____ Extracted information
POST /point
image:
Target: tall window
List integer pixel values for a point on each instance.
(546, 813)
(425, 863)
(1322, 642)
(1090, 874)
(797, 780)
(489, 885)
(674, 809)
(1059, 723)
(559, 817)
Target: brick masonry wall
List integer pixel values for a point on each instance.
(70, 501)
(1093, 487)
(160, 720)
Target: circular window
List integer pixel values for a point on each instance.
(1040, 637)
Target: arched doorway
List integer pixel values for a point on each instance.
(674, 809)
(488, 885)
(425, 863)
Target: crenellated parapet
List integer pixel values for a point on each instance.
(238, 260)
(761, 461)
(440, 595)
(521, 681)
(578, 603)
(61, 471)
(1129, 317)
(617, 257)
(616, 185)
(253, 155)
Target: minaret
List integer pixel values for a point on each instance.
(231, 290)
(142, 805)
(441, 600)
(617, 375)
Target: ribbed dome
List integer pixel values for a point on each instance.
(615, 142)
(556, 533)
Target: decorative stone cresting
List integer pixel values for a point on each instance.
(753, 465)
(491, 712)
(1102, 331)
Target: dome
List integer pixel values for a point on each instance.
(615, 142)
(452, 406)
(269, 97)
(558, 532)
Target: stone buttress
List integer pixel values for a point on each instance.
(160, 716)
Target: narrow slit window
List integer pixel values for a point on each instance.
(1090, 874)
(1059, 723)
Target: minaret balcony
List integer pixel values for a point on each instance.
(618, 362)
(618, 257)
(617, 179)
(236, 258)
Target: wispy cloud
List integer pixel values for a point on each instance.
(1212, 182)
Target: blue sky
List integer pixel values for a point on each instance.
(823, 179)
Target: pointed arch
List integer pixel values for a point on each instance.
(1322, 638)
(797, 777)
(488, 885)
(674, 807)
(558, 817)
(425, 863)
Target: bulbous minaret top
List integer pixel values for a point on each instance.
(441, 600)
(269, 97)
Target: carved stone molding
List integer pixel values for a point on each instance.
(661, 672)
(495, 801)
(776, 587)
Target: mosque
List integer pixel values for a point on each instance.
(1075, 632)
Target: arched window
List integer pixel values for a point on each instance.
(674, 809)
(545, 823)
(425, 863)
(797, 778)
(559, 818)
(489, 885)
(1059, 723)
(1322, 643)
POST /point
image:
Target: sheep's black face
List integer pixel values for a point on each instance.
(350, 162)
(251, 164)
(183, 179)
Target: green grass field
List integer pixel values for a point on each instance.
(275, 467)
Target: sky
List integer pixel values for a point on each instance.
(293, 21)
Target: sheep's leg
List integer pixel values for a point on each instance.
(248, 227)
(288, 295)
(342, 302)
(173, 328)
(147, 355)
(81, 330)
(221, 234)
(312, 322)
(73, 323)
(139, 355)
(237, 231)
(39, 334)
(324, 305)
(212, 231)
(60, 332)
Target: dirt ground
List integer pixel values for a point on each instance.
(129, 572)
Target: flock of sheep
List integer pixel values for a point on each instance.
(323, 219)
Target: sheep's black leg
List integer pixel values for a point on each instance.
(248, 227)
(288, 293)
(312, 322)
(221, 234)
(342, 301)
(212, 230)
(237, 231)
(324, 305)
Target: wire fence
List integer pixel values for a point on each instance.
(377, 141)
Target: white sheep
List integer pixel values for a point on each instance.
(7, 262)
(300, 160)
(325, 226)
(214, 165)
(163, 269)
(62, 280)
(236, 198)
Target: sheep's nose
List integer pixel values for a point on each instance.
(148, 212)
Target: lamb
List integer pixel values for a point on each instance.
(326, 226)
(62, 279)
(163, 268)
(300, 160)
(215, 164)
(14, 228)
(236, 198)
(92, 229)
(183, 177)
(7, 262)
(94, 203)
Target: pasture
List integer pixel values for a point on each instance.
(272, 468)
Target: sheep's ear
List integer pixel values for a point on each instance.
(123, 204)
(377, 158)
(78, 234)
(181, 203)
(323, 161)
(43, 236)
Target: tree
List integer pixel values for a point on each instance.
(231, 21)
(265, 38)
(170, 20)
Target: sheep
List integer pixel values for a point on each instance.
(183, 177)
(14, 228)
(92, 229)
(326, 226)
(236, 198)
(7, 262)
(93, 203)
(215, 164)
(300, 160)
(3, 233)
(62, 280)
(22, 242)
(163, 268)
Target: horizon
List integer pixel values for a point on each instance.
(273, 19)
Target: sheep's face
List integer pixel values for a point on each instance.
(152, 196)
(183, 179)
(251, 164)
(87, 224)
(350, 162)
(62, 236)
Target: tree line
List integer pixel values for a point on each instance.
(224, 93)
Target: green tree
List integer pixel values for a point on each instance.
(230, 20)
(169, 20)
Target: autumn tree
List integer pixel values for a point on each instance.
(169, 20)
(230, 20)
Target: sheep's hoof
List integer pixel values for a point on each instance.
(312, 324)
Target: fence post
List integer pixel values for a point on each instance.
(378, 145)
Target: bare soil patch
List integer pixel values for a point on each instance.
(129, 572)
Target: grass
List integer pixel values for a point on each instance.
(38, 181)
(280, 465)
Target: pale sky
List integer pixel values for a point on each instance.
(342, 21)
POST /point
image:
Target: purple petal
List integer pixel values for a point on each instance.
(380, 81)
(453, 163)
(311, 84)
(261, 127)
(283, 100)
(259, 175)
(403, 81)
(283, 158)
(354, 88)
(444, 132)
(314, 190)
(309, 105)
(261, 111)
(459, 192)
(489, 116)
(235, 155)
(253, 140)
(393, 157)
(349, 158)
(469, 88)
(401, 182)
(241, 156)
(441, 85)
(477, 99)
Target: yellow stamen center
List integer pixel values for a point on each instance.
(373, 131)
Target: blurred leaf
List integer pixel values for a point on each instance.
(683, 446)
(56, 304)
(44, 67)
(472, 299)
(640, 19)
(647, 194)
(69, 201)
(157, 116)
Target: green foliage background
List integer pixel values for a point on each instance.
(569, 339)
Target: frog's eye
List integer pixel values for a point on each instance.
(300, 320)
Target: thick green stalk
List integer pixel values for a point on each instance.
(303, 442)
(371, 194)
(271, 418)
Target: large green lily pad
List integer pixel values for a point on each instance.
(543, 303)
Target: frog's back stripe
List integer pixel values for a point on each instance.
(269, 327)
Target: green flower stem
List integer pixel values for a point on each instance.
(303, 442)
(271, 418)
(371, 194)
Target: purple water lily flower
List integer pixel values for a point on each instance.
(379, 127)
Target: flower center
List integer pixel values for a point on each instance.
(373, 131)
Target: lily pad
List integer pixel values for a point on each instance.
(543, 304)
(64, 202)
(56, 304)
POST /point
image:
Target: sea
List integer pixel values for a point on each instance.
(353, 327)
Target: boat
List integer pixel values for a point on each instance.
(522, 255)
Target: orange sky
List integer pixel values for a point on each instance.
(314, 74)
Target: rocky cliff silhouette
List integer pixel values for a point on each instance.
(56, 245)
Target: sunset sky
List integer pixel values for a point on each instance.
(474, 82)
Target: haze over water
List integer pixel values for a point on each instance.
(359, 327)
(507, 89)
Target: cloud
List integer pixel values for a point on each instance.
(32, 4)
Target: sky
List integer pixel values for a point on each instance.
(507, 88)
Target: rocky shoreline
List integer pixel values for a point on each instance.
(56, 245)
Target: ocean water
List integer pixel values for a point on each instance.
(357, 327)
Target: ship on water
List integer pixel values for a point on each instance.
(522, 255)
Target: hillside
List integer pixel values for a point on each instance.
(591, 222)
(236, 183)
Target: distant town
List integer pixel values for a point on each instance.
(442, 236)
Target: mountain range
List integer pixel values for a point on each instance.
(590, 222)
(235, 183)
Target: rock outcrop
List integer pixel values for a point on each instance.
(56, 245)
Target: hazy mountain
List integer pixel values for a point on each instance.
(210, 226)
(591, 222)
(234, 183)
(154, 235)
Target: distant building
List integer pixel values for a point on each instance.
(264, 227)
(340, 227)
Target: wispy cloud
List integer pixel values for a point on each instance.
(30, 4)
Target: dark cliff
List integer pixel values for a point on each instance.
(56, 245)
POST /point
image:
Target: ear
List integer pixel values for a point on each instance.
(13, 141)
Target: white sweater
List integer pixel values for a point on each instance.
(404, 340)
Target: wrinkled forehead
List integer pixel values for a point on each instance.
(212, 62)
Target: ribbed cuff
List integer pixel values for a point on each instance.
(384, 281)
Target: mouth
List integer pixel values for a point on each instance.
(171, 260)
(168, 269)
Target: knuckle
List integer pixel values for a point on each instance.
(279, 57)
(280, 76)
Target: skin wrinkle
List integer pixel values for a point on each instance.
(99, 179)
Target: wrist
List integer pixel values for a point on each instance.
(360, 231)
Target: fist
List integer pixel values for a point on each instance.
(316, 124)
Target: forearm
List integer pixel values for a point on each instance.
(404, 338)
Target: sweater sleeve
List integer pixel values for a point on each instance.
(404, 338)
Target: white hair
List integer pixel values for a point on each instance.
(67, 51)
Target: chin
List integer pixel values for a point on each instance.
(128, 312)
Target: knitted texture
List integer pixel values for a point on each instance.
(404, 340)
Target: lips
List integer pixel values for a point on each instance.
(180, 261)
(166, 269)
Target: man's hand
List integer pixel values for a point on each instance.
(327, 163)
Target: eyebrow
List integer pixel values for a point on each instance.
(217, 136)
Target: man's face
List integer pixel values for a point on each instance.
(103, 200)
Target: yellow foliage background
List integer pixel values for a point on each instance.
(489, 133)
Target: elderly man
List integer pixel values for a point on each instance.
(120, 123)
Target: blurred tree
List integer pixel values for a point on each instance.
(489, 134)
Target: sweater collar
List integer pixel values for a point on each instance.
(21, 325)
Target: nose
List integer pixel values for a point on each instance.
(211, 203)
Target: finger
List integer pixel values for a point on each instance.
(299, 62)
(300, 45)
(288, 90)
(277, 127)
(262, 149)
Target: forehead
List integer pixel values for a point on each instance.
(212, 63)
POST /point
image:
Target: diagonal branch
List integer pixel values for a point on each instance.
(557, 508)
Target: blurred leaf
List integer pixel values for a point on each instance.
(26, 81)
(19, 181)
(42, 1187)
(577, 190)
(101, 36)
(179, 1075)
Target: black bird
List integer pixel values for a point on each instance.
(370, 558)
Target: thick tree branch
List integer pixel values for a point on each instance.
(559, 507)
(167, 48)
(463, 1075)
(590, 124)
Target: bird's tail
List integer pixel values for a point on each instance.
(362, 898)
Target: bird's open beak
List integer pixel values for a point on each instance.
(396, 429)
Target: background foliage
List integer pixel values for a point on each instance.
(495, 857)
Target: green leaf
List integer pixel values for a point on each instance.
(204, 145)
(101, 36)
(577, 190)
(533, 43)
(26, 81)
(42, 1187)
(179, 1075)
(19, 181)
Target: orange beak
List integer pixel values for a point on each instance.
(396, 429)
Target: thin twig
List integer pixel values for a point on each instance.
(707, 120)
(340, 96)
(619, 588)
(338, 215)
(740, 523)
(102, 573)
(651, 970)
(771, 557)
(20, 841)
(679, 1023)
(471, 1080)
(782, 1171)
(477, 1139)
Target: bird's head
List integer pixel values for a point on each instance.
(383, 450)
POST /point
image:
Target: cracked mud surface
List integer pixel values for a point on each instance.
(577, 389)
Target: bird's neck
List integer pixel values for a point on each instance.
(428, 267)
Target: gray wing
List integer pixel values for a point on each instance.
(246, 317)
________
--- What to work on ---
Can you convert the lines from the line with "Target: orange beak" through the line with "(477, 1139)", both included, into a Markdown table with the columns Number and Line, numbering each line and leaving out any blank lines?

--- Correct output ---
| Number | Line |
|---|---|
| 1 | Target: orange beak |
| 2 | List integer pixel values for a point on each instance. |
| 3 | (396, 429) |
| 4 | Target: thin twig |
| 5 | List integer pixel values for a point on each instance. |
| 6 | (707, 120) |
| 7 | (340, 96) |
| 8 | (619, 588) |
| 9 | (338, 215) |
| 10 | (740, 523) |
| 11 | (102, 573) |
| 12 | (651, 970) |
| 13 | (771, 557) |
| 14 | (20, 841) |
| 15 | (679, 1023) |
| 16 | (471, 1080) |
| 17 | (782, 1171) |
| 18 | (477, 1139) |